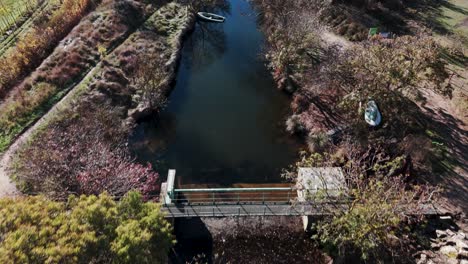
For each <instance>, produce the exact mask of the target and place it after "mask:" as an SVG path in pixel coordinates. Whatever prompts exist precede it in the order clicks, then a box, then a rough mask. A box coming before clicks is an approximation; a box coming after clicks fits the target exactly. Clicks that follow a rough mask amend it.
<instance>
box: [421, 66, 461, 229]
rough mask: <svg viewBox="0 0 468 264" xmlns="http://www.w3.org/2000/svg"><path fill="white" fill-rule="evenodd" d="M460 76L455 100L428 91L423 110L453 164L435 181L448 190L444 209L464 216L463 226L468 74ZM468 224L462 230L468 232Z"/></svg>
mask: <svg viewBox="0 0 468 264" xmlns="http://www.w3.org/2000/svg"><path fill="white" fill-rule="evenodd" d="M459 74H460V77H459V78H456V79H455V80H454V82H453V85H454V88H455V91H454V98H453V99H448V98H446V97H443V96H441V95H439V94H436V93H435V92H433V91H429V90H424V91H423V95H424V97H425V98H426V103H425V104H424V105H422V106H421V109H422V111H423V112H424V113H425V114H426V115H427V116H429V117H430V118H431V119H432V121H433V124H434V130H435V132H437V134H439V135H440V136H441V137H442V139H443V141H442V143H443V144H444V146H445V147H446V148H447V150H448V154H449V155H448V158H449V160H450V162H449V164H448V166H447V167H446V168H445V172H444V173H442V174H440V175H435V178H434V179H433V180H434V181H435V183H437V184H440V185H441V186H442V188H443V189H444V190H443V194H442V206H443V207H444V209H446V210H448V211H450V212H452V213H461V216H460V217H461V220H462V221H460V222H463V219H468V115H467V113H466V112H465V111H464V110H463V107H461V106H460V104H461V102H462V101H461V100H463V98H468V91H466V90H465V89H466V88H465V87H468V81H467V80H468V79H467V77H468V71H467V70H461V71H459ZM465 103H466V102H465ZM445 166H446V165H445ZM466 223H468V222H466ZM466 223H465V224H463V226H461V227H462V229H464V230H465V231H467V232H468V226H467V225H466Z"/></svg>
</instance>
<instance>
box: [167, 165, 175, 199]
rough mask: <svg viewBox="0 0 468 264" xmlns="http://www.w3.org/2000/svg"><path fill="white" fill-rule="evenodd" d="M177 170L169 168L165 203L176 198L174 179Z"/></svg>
mask: <svg viewBox="0 0 468 264" xmlns="http://www.w3.org/2000/svg"><path fill="white" fill-rule="evenodd" d="M175 174H176V170H169V173H168V174H167V194H166V199H165V203H166V204H172V200H173V199H175V193H174V181H175Z"/></svg>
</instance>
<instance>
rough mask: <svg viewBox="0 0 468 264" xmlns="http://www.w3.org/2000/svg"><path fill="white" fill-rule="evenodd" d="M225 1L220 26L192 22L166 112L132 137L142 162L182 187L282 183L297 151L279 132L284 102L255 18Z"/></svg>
mask: <svg viewBox="0 0 468 264" xmlns="http://www.w3.org/2000/svg"><path fill="white" fill-rule="evenodd" d="M229 3H230V5H229V9H227V10H229V11H226V12H225V13H224V14H225V15H226V16H227V19H226V22H225V23H223V24H214V23H201V22H200V23H197V25H196V29H195V31H194V32H193V34H192V35H191V36H190V37H189V38H188V39H187V41H186V42H185V45H184V48H183V51H182V60H181V65H180V68H179V72H178V74H177V82H176V86H175V89H174V91H173V93H172V94H171V96H170V98H169V99H170V103H169V105H168V107H167V109H166V110H165V111H164V112H163V113H161V116H160V118H159V119H158V120H159V121H157V122H148V123H143V124H140V125H139V126H138V128H137V129H136V132H135V134H134V136H133V138H132V139H131V142H132V144H133V149H134V150H135V152H136V153H137V156H138V158H139V159H140V160H141V161H143V162H144V161H149V162H152V163H157V162H159V161H163V162H162V163H158V164H156V166H155V167H156V168H158V170H160V172H161V174H162V175H165V174H166V173H167V169H169V168H175V169H177V177H178V179H179V180H180V181H181V182H180V183H181V184H192V183H196V184H216V185H221V186H229V185H232V184H235V183H240V182H244V183H268V182H280V181H281V178H280V171H281V169H282V168H285V167H287V166H288V165H289V164H291V163H293V162H294V160H295V158H296V154H297V152H298V145H297V144H296V142H294V140H293V139H292V138H291V137H288V136H287V135H286V134H285V133H284V119H285V117H286V114H287V111H288V109H289V107H288V105H289V99H288V98H287V96H286V95H284V94H282V93H281V92H280V91H278V90H277V89H276V87H275V83H274V82H273V80H272V78H271V75H270V74H269V72H268V71H267V69H266V68H265V66H264V63H263V62H262V61H261V60H259V58H260V56H259V54H260V53H261V47H262V45H263V35H262V34H261V33H260V31H259V30H258V28H257V24H256V19H257V17H256V16H255V15H253V14H254V11H253V10H252V8H251V6H250V5H249V3H248V2H246V1H242V0H237V1H235V0H233V1H230V2H229ZM218 13H219V12H218Z"/></svg>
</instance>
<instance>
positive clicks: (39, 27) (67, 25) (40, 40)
mask: <svg viewBox="0 0 468 264" xmlns="http://www.w3.org/2000/svg"><path fill="white" fill-rule="evenodd" d="M96 1H98V0H64V1H63V3H62V5H61V6H60V8H59V9H57V10H55V11H54V12H53V13H52V15H51V16H50V17H49V20H48V22H47V23H43V24H41V25H39V26H38V27H37V28H35V29H34V30H32V31H31V32H30V33H28V34H26V36H24V37H23V38H22V39H20V40H19V41H18V43H17V45H16V47H15V48H14V49H13V50H12V51H11V52H9V53H8V54H7V55H6V56H4V57H2V58H0V99H1V98H3V97H4V96H5V94H6V93H7V92H8V90H10V89H11V87H12V86H14V85H15V84H16V83H17V82H18V81H19V80H21V79H22V78H23V77H25V76H26V75H27V74H28V73H30V71H31V70H32V69H34V68H35V67H37V66H38V65H39V64H40V63H41V61H42V60H44V58H45V57H46V56H47V55H48V54H49V53H50V52H51V51H52V49H53V47H54V46H55V45H57V43H58V42H59V41H60V40H61V39H62V38H64V37H65V36H66V35H67V34H68V32H70V31H71V29H72V28H73V27H74V26H75V25H76V24H77V23H78V22H79V21H80V20H81V18H82V17H83V16H84V15H85V14H86V13H87V12H88V10H89V9H90V8H91V7H92V6H94V4H95V2H96Z"/></svg>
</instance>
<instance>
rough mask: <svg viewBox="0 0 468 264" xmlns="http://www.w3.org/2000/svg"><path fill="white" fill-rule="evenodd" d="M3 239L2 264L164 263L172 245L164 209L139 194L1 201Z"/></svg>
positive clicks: (171, 231) (107, 195) (8, 199)
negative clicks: (8, 263)
mask: <svg viewBox="0 0 468 264" xmlns="http://www.w3.org/2000/svg"><path fill="white" fill-rule="evenodd" d="M0 237H1V238H2V239H1V240H0V262H1V263H97V262H99V263H102V262H105V263H110V262H113V263H162V262H164V261H165V260H166V258H167V253H168V251H169V249H170V248H171V247H172V245H173V243H174V238H173V236H172V228H171V226H170V224H169V223H168V222H167V221H166V220H165V219H164V216H163V214H161V212H160V206H159V205H157V204H155V203H152V202H147V203H145V202H143V200H142V196H141V195H140V194H138V193H136V192H130V193H129V194H128V195H127V196H125V197H124V198H123V199H122V200H121V201H120V202H115V201H114V200H112V199H111V197H110V196H109V195H107V194H101V195H100V196H81V197H79V198H78V197H73V196H72V197H70V198H69V200H68V201H67V202H57V201H51V200H48V199H46V198H45V197H43V196H37V197H22V198H17V199H1V200H0ZM134 261H136V262H134Z"/></svg>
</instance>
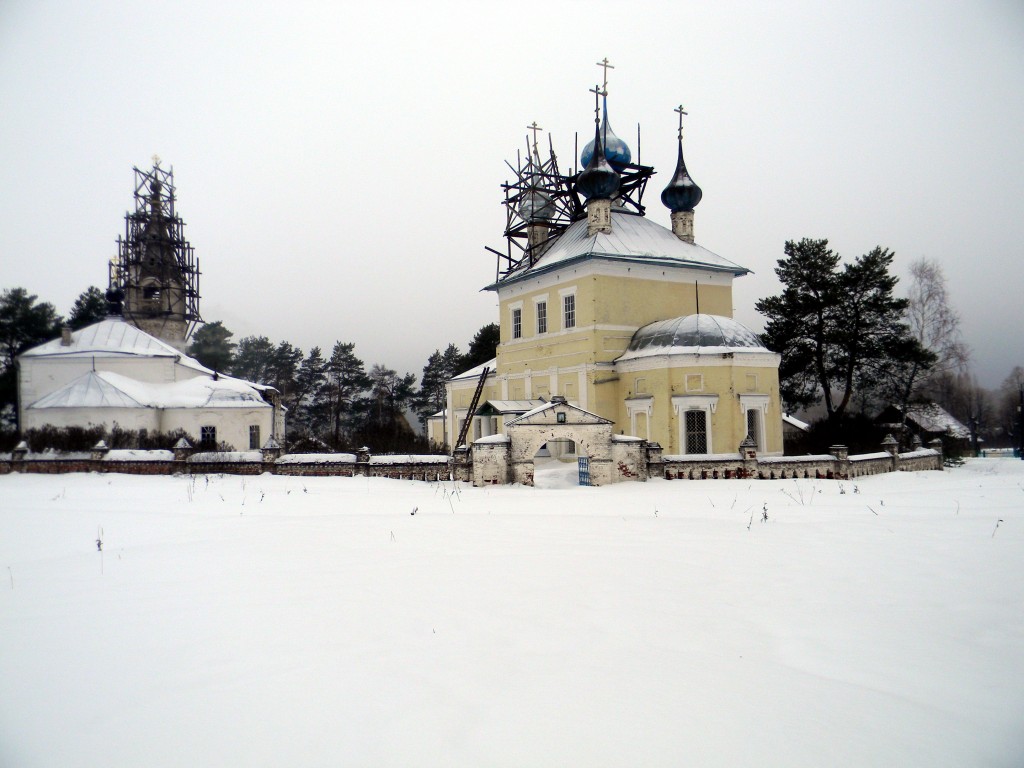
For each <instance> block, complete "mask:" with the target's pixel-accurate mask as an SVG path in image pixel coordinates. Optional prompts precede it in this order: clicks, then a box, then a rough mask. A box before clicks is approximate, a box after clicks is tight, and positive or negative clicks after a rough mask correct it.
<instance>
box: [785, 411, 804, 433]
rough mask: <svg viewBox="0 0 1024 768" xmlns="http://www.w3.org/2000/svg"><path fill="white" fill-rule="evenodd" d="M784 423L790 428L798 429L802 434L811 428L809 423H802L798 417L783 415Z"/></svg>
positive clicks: (785, 414)
mask: <svg viewBox="0 0 1024 768" xmlns="http://www.w3.org/2000/svg"><path fill="white" fill-rule="evenodd" d="M782 421H783V422H785V423H786V424H788V425H790V426H793V427H796V428H797V429H799V430H800V431H802V432H806V431H808V430H809V429H810V428H811V425H810V424H808V423H807V422H804V421H801V420H800V419H798V418H797V417H796V416H791V415H790V414H782Z"/></svg>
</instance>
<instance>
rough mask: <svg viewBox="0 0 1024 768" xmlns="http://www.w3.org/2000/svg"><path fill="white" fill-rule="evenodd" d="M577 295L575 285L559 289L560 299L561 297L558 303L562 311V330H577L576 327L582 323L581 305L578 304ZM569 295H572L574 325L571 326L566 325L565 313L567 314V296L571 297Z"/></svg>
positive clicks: (572, 319) (558, 292) (572, 307)
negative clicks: (577, 302)
mask: <svg viewBox="0 0 1024 768" xmlns="http://www.w3.org/2000/svg"><path fill="white" fill-rule="evenodd" d="M575 295H577V287H575V286H568V287H567V288H560V289H558V299H559V300H558V304H559V307H558V308H559V311H560V312H561V318H562V330H563V331H572V330H575V328H577V327H578V326H579V325H580V307H579V306H578V305H577V301H575ZM569 296H571V297H572V325H571V326H566V325H565V314H566V312H565V299H566V298H567V297H569Z"/></svg>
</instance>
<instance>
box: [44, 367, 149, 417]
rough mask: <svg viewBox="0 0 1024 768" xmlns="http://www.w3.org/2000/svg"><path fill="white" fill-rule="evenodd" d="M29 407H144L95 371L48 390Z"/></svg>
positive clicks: (136, 399) (140, 407) (87, 373)
mask: <svg viewBox="0 0 1024 768" xmlns="http://www.w3.org/2000/svg"><path fill="white" fill-rule="evenodd" d="M29 408H37V409H40V408H146V403H144V402H139V401H138V400H137V399H135V398H134V397H132V396H131V395H130V394H128V393H127V392H125V391H124V390H122V389H120V388H118V387H117V386H116V385H114V384H112V383H110V382H109V381H106V380H105V379H104V378H103V377H102V376H100V375H99V374H98V373H96V372H95V371H90V372H89V373H87V374H85V375H84V376H80V377H79V378H77V379H75V380H74V381H73V382H71V383H70V384H68V385H67V386H65V387H61V388H60V389H58V390H56V391H55V392H50V393H49V394H47V395H45V396H43V397H40V398H39V399H38V400H36V401H35V402H33V403H32V404H31V406H29Z"/></svg>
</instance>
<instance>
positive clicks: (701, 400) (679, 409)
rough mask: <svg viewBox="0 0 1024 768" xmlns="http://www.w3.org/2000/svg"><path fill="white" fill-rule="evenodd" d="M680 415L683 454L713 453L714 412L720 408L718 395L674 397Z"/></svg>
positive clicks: (679, 429) (685, 395)
mask: <svg viewBox="0 0 1024 768" xmlns="http://www.w3.org/2000/svg"><path fill="white" fill-rule="evenodd" d="M672 407H673V409H674V410H675V412H676V414H677V415H678V416H679V450H680V452H681V453H683V454H711V453H713V452H714V445H713V440H712V414H714V413H715V410H716V409H717V408H718V395H717V394H709V395H695V394H680V395H674V396H673V398H672Z"/></svg>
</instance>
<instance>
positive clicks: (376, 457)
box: [370, 454, 449, 464]
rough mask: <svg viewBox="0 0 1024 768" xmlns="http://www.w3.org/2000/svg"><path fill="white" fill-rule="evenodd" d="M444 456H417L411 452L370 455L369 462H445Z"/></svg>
mask: <svg viewBox="0 0 1024 768" xmlns="http://www.w3.org/2000/svg"><path fill="white" fill-rule="evenodd" d="M447 462H449V457H446V456H433V455H425V456H417V455H413V454H395V455H386V456H371V457H370V463H371V464H447Z"/></svg>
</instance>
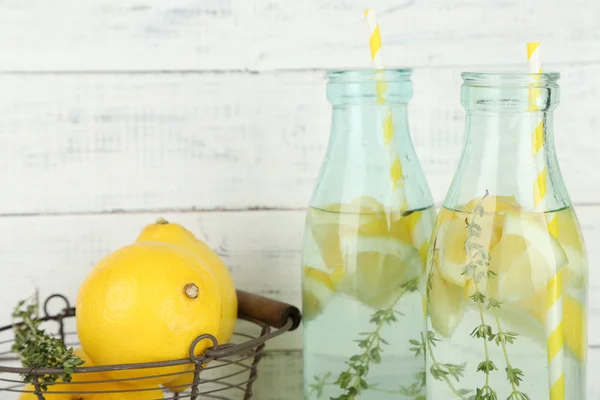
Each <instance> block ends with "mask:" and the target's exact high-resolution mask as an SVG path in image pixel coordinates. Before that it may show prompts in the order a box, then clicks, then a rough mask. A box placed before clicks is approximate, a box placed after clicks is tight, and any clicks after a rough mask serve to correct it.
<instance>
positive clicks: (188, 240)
mask: <svg viewBox="0 0 600 400" xmlns="http://www.w3.org/2000/svg"><path fill="white" fill-rule="evenodd" d="M136 242H138V243H141V242H161V243H170V244H173V245H177V246H181V247H183V248H185V249H188V250H190V251H192V252H194V253H195V254H197V255H198V256H199V257H200V259H201V260H202V262H203V263H204V265H205V266H206V267H208V268H209V269H210V270H211V271H212V273H213V275H214V276H215V278H216V280H217V283H218V285H219V289H220V291H221V296H222V300H223V303H222V310H221V323H220V328H219V333H218V334H217V340H218V342H219V344H225V343H228V342H229V341H230V339H231V336H232V335H233V330H234V328H235V322H236V320H237V307H238V302H237V295H236V293H235V284H234V282H233V278H232V277H231V273H230V272H229V269H228V268H227V266H226V265H225V263H224V262H223V261H222V260H221V258H220V257H219V256H218V254H217V253H215V252H214V251H213V250H212V249H211V248H210V247H208V245H207V244H206V243H204V242H203V241H201V240H199V239H197V238H196V236H194V234H193V233H192V232H190V231H189V230H187V229H186V228H184V227H183V226H181V225H179V224H176V223H170V222H168V221H166V220H164V219H162V218H161V219H158V220H157V221H156V223H154V224H150V225H147V226H146V227H144V229H143V230H142V232H141V233H140V235H139V236H138V238H137V240H136ZM193 381H194V375H193V374H184V375H181V376H180V377H179V378H177V379H175V380H173V381H172V382H169V383H168V384H167V385H166V386H170V387H176V388H175V389H173V391H174V392H182V391H184V390H185V389H186V387H188V386H190V385H191V384H192V383H193Z"/></svg>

────────────────────

▶ **Task**
Reproduce the entries verbatim, everything from the start down to the line that contains "76L455 100L428 91L423", including that line, and leave the pictures out.

▶ **Answer below**
For each <instance>, produce the exact mask of the target and place it after "mask:" as an SVG path in pixel coordinates. Whatever prompts exist precede it in the order clicks, then a box, then a rough mask. A box coming before clicks is an approximation; a box coming after clicks fits the target exactly. Clicks that follow a rough mask amend it.
<instance>
box: [421, 66, 461, 229]
rough mask: <svg viewBox="0 0 468 264" xmlns="http://www.w3.org/2000/svg"><path fill="white" fill-rule="evenodd" d="M460 76L455 100L428 91L423 110L453 164L435 181L448 190L444 209L464 216L463 226L468 74ZM468 224L462 230L468 232Z"/></svg>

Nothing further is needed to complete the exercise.